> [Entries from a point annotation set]
********************
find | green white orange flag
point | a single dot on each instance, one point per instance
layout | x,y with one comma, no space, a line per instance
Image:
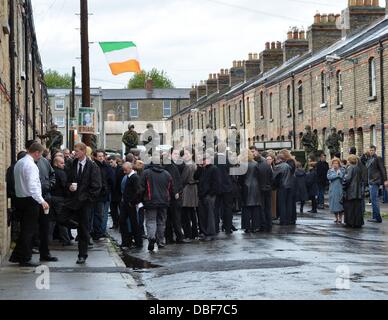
121,56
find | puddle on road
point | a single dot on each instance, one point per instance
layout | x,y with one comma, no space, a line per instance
137,263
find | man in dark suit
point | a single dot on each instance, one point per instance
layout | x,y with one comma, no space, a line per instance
84,184
130,199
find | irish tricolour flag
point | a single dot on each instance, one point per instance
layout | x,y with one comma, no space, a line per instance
122,56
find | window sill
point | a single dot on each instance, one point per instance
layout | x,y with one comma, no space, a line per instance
373,98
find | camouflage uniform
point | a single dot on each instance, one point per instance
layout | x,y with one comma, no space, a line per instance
333,143
309,142
55,140
131,140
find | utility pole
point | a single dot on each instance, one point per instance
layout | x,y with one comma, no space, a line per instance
72,112
86,138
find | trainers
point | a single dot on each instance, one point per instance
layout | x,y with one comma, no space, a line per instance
151,245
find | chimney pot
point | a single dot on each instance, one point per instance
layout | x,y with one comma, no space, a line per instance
149,85
296,34
317,18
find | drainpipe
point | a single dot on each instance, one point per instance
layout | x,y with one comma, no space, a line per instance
12,45
293,112
382,99
26,70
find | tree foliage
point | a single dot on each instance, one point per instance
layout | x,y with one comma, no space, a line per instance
55,80
160,80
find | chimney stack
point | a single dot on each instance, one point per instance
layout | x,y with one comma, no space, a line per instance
361,14
211,85
271,57
223,80
193,95
201,90
296,46
252,66
324,32
237,73
149,85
********************
> [GIVEN PROBLEM]
Go through the listing above and write it all out exactly, leaving out any picture.

> [RESPONSE]
find | green white orange flag
point | a single dot on each instance, one point per instance
layout | x,y with one comma, no space, a line per instance
Image:
121,56
find | puddle on road
point | a single dot on each instance, one point per instance
layout | x,y with one comma, no space, a line per instance
137,263
find | man in dark suit
point | a single dot on each instance, one point per instance
layout | x,y with one comma, no space, a line per instance
84,184
130,199
find | irish tricolour flag
point | a single dot on each instance, one point per instance
layout | x,y with one comma, no space, a line per instance
122,56
find | window sill
point | a single dot on each instance, one point per instance
layout | x,y with one comma, no space, a line per instance
373,98
find | camouflage uniform
point | a single dot on each instance, one point per instance
layout | x,y with one comma, no space, a line per instance
333,143
309,142
55,140
131,140
find | utility pole
point | a single dot on each instance, one point per instance
layout | x,y with one comma, no space, a line per instance
72,112
86,138
find | trainers
point | a single dot on each instance, one point per instance
layout | x,y with one comma, no space, a line per instance
151,245
find | chimney pot
point | a single dot on each instance, one point per instance
layout | x,y with one comma, no space, a line per instance
149,85
296,34
317,18
find | drainpipe
point | a single dot on each instance, one point per instance
layout | x,y with one comma, no space, a line per instance
12,45
293,112
382,99
26,70
find | tree foliage
point | a single dot on each instance, one point per instance
layout | x,y with one comma, no space, a line per instance
55,80
160,80
find | chimney stack
point | a single dot on each instance, one point per instance
layout | x,y with one comma, no space, a line per instance
361,14
211,85
271,57
223,80
193,95
201,90
296,46
252,66
324,32
237,73
149,85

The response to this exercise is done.